--- START ---

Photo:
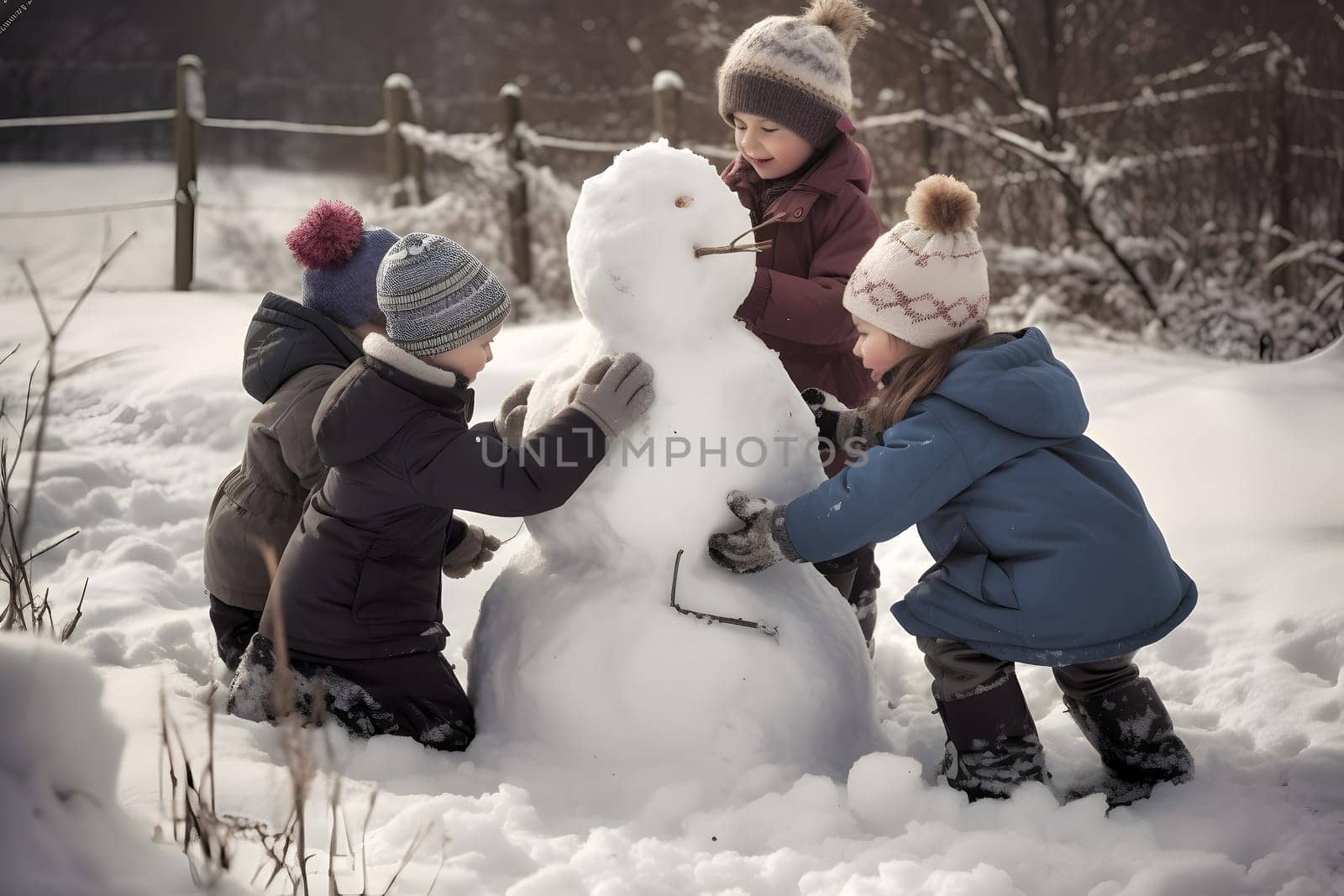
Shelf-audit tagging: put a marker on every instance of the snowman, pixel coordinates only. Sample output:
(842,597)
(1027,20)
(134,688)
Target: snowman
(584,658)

--- END ---

> [Requirement]: Because the pictures are not wanted, retype only the text of every record, exactly as given.

> [Answer box]:
Photo:
Shelf-audit tagging: put a marker on every instance of the snowman, pixel coordinates only. Sample output:
(842,597)
(1027,20)
(134,688)
Target: snowman
(584,658)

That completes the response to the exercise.